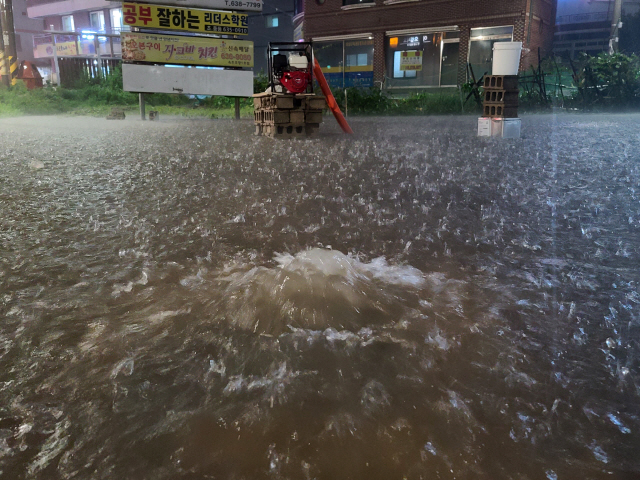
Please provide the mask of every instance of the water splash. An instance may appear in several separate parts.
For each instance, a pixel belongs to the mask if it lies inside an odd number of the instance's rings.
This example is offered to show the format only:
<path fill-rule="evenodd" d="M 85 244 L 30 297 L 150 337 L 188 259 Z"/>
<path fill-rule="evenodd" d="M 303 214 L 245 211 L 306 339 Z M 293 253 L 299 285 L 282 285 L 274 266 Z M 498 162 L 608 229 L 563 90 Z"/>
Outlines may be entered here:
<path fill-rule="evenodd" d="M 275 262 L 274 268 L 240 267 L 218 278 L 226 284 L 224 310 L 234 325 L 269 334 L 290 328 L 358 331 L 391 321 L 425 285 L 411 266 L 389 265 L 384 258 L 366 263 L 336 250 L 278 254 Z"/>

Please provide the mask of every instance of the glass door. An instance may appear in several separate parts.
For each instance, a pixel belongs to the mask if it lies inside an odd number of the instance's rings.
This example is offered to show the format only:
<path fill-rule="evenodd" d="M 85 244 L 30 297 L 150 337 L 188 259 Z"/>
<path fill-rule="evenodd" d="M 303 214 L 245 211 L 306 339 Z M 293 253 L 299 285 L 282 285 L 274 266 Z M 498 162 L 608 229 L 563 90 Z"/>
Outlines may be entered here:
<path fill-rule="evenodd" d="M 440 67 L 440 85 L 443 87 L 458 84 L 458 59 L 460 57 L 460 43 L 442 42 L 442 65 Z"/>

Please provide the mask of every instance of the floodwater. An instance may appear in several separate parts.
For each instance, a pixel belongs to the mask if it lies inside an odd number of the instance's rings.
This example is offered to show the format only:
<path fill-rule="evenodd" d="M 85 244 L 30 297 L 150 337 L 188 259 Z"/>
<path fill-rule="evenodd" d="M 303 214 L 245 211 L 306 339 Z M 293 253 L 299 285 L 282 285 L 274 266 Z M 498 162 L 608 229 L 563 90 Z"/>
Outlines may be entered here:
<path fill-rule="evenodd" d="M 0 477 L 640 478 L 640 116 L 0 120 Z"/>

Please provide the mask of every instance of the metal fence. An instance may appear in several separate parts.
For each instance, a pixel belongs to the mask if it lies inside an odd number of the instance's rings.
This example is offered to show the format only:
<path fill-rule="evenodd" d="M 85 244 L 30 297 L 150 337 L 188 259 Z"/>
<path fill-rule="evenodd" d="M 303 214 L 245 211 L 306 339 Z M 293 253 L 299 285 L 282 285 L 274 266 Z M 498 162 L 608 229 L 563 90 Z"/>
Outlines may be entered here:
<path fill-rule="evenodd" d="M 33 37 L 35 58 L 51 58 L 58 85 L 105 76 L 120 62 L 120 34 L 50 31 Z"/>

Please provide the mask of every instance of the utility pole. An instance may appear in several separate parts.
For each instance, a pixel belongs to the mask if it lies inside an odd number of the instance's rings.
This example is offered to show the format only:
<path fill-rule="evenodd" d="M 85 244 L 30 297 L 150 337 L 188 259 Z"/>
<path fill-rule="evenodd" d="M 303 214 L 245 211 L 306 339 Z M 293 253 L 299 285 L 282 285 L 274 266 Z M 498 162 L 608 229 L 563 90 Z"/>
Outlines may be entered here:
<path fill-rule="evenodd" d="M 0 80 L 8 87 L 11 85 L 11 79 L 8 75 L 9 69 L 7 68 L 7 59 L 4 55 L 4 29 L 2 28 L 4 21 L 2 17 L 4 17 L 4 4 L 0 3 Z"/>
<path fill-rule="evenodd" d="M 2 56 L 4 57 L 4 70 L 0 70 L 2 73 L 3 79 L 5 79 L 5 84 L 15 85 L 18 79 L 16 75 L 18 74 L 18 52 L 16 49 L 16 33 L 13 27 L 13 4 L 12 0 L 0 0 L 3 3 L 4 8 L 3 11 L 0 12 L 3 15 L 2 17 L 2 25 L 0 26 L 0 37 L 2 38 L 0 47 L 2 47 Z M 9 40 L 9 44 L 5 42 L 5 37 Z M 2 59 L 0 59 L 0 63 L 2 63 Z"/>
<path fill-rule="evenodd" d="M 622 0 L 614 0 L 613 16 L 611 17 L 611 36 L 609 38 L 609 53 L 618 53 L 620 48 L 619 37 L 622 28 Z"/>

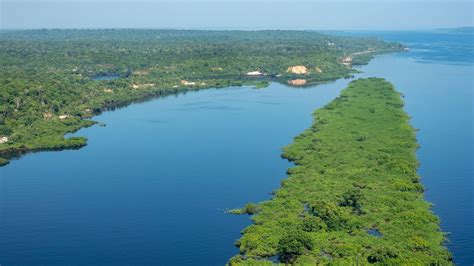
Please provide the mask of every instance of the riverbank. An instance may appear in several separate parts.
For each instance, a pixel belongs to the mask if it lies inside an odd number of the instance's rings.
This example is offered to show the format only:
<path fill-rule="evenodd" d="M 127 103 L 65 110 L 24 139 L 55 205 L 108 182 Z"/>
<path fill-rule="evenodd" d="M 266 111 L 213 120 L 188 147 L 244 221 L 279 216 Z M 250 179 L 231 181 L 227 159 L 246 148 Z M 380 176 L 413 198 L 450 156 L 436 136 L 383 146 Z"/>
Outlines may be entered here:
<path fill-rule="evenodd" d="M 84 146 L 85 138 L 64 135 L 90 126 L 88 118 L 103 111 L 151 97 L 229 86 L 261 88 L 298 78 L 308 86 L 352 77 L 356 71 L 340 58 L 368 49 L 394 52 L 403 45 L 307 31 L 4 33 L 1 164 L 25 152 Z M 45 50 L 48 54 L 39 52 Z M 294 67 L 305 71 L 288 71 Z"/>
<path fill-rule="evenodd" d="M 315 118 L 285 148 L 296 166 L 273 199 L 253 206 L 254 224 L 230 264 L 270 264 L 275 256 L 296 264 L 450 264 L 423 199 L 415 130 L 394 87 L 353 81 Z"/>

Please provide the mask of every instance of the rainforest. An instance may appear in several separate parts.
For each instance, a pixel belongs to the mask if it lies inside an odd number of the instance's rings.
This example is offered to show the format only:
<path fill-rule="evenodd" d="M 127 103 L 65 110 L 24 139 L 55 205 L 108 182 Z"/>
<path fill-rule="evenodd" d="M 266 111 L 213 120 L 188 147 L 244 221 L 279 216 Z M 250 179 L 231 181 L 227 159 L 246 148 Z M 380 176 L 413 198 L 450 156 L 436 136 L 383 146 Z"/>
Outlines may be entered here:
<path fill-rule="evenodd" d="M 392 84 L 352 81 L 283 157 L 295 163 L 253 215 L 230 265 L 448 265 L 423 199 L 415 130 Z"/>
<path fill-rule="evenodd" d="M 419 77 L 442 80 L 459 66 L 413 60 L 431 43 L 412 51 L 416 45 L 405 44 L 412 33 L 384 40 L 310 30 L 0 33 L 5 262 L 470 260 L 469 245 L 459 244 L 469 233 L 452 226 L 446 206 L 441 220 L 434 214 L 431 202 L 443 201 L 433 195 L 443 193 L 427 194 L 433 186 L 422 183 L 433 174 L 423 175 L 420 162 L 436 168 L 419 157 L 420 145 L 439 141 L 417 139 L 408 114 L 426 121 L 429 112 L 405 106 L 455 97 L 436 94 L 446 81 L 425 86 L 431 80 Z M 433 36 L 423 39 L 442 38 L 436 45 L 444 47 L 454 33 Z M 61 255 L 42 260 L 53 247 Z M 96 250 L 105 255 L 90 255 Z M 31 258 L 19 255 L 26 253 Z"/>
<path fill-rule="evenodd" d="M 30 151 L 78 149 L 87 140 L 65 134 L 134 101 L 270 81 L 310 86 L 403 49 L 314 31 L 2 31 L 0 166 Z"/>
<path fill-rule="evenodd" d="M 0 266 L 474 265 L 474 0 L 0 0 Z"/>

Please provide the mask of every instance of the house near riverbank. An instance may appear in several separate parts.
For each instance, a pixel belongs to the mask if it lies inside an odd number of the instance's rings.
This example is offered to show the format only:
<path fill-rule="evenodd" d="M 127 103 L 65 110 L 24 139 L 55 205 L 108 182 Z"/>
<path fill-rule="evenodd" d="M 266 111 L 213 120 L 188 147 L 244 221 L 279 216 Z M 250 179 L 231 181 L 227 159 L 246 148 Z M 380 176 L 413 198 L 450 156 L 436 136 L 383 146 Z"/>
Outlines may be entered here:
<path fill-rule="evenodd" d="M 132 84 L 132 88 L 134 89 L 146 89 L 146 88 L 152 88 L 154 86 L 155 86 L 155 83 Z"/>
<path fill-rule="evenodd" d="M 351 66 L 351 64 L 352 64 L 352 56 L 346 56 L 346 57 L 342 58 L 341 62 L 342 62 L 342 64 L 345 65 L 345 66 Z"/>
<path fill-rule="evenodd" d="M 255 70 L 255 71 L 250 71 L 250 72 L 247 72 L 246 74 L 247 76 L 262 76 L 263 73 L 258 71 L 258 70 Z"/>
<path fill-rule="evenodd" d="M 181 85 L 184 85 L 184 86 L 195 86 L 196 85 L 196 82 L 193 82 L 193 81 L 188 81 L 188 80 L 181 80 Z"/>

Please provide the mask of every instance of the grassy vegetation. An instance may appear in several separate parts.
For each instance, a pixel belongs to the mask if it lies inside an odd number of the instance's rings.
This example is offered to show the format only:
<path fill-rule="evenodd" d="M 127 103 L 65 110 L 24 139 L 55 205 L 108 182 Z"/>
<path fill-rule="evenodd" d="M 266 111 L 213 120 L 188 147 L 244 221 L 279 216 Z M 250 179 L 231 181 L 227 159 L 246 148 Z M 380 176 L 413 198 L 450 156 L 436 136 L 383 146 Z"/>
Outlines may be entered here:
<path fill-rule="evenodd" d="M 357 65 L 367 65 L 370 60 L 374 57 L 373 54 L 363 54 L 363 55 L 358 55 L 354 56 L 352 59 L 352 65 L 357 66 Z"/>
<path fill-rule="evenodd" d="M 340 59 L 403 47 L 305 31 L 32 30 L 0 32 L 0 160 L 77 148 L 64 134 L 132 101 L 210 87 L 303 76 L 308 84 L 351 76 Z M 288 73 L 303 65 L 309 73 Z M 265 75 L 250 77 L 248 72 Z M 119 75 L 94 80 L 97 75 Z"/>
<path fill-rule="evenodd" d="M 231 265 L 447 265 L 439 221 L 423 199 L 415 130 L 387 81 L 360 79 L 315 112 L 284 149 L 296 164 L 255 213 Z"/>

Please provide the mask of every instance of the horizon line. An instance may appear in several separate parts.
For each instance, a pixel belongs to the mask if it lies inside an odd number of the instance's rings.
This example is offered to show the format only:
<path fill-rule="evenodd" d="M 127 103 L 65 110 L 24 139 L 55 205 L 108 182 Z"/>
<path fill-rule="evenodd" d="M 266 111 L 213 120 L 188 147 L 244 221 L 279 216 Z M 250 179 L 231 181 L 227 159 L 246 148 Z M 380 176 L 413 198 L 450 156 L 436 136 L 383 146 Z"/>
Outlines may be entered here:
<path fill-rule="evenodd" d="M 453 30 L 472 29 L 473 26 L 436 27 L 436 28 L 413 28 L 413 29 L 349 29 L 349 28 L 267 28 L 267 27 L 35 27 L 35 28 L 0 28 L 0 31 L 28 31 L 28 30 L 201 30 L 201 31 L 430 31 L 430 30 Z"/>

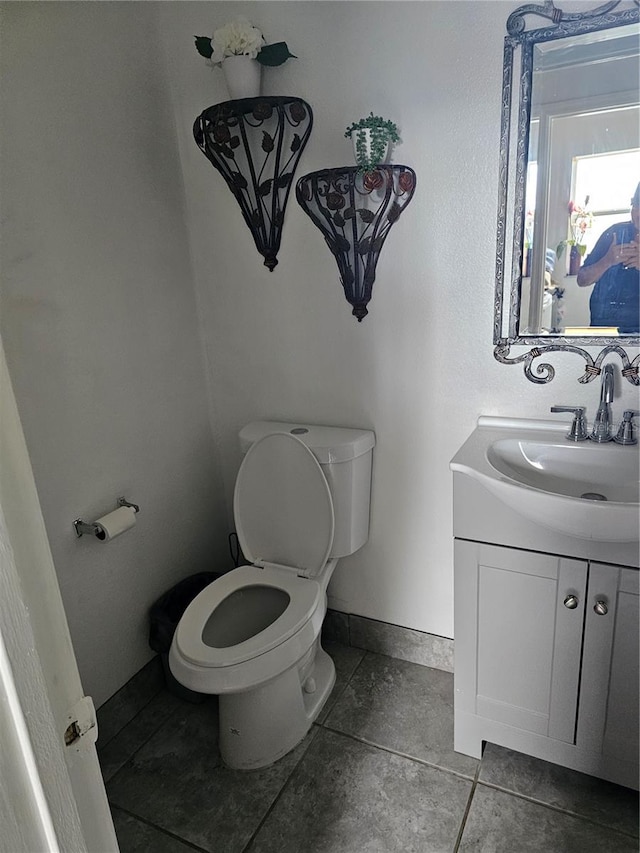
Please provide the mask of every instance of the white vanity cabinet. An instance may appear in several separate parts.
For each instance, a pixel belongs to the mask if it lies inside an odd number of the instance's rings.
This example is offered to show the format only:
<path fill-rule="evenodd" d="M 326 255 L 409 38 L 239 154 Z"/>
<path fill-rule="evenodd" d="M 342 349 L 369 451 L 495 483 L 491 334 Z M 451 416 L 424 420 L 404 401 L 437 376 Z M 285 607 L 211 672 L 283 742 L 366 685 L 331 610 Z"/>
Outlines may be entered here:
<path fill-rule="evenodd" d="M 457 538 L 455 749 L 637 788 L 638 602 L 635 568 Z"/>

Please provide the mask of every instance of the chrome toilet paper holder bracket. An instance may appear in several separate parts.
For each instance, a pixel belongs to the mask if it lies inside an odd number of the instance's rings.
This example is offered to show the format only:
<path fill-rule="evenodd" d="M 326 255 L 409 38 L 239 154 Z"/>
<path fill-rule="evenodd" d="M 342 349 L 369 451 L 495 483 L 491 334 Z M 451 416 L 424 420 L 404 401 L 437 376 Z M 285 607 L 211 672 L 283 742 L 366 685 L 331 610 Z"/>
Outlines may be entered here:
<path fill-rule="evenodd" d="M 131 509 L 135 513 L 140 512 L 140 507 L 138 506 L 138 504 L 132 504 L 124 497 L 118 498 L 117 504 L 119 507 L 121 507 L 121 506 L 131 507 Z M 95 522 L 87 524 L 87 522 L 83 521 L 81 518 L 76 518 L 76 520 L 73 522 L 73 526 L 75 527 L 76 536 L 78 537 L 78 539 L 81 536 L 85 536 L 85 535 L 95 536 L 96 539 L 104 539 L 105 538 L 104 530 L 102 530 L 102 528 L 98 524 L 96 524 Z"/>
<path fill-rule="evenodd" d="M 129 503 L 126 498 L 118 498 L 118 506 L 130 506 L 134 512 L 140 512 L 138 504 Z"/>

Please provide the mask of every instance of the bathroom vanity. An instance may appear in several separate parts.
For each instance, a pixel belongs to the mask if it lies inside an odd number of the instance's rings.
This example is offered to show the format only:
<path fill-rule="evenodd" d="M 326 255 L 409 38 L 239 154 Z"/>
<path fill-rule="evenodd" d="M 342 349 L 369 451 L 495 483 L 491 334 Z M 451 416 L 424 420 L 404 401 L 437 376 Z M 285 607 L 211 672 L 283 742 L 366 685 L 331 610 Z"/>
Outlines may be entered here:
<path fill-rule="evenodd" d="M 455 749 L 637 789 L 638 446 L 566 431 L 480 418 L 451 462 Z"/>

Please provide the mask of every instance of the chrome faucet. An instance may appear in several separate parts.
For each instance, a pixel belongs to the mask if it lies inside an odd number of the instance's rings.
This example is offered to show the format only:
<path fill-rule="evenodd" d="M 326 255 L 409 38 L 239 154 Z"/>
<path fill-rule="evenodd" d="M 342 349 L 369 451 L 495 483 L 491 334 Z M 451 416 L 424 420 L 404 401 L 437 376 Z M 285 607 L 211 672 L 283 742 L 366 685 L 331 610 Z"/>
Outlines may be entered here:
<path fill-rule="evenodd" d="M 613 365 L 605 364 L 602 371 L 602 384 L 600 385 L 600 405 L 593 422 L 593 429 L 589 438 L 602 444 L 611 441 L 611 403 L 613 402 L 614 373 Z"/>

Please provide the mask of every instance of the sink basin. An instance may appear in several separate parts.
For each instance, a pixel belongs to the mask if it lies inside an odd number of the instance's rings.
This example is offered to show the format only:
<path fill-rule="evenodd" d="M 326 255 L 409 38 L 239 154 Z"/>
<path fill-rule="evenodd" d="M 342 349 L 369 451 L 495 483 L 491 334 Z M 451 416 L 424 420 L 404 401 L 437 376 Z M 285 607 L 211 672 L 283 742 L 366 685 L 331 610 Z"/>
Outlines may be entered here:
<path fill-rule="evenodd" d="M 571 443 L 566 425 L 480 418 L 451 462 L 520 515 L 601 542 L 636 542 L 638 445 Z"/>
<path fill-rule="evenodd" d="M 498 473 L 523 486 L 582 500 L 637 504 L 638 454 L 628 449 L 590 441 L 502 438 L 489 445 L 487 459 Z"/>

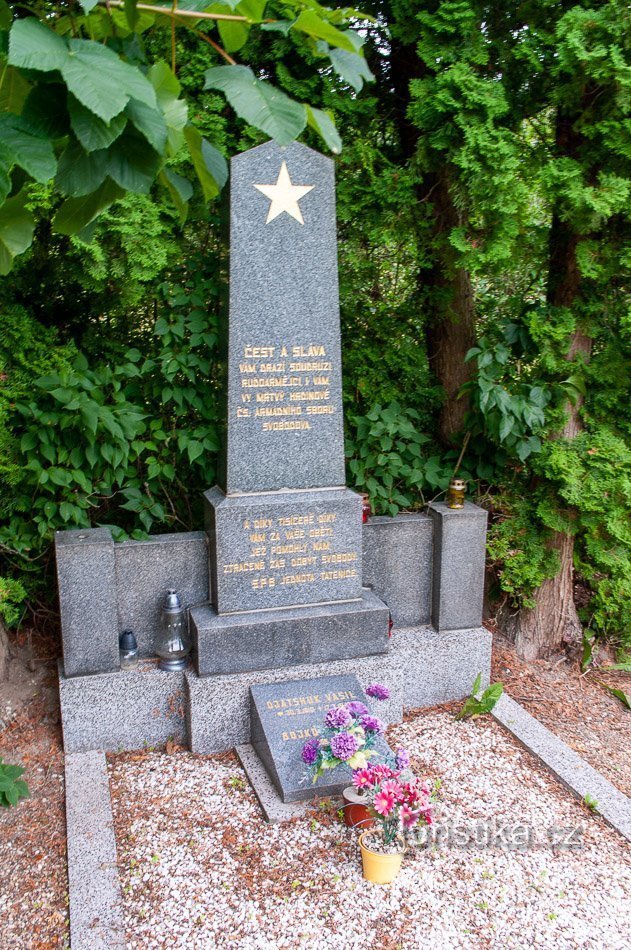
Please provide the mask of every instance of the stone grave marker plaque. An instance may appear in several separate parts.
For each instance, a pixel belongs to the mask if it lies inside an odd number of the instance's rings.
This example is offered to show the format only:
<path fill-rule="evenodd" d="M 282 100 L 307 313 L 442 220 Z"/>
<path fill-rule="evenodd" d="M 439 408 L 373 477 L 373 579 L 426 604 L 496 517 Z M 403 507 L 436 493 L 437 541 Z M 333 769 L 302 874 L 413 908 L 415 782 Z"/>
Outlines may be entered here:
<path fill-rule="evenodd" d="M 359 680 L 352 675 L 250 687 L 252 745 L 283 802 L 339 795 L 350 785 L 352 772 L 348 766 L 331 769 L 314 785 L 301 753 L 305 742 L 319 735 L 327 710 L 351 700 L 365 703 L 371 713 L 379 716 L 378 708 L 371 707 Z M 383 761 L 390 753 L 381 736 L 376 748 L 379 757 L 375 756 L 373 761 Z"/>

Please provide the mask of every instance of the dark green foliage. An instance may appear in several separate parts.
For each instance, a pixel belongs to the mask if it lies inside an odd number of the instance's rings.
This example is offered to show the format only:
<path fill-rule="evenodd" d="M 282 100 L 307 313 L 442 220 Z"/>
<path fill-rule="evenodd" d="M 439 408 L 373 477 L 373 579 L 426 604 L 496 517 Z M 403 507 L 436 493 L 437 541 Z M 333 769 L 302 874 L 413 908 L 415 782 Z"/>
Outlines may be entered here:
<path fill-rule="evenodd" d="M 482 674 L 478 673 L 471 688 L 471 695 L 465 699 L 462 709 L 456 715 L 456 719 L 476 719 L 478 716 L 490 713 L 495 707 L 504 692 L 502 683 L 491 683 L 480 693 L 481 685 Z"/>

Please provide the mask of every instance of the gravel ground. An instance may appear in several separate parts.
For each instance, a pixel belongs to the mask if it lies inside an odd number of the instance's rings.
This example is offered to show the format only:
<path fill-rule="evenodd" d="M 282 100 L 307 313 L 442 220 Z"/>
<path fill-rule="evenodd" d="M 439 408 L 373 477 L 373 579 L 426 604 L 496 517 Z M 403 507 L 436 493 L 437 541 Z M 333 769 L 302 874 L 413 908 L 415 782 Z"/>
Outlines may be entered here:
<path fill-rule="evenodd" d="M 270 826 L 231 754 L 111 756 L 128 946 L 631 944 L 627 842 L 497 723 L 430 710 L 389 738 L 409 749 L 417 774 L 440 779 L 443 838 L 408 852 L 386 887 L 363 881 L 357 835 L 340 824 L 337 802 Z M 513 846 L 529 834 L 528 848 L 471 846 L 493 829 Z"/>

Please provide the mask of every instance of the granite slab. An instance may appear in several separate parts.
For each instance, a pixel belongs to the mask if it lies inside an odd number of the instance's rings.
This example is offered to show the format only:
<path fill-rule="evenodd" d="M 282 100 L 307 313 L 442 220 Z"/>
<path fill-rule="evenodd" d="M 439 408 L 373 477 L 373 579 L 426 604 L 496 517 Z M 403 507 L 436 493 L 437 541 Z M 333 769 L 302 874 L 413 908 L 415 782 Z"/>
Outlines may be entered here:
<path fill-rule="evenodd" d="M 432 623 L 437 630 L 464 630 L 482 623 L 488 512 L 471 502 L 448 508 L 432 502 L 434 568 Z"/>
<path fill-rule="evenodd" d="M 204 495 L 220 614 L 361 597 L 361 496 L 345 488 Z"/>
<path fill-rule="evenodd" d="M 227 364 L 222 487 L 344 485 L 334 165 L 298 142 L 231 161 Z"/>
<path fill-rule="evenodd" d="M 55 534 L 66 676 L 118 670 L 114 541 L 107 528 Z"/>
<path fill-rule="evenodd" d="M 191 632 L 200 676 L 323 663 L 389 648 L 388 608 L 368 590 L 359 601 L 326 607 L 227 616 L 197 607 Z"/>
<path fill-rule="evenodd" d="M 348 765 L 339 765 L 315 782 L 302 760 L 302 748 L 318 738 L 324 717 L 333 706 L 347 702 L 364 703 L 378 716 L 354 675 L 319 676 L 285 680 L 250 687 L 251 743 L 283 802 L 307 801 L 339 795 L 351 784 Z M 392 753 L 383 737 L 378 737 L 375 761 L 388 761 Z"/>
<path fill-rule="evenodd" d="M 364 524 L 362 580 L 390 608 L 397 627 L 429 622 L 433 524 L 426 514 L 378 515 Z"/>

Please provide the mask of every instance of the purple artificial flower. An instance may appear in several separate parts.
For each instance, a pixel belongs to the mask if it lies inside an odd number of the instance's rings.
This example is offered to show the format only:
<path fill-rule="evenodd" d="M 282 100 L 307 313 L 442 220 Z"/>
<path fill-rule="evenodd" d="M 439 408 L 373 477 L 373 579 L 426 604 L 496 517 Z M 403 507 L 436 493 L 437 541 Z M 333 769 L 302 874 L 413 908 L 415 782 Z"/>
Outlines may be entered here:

*Exercise instructions:*
What lines in the listing above contain the word "riverbank"? Show each one.

*Worked solution:*
Please provide the mask of every instance of the riverbank. An instance may appear in several separate parts.
Please provide the mask of every instance of the house near riverbank. An instance may appear in several separate parts.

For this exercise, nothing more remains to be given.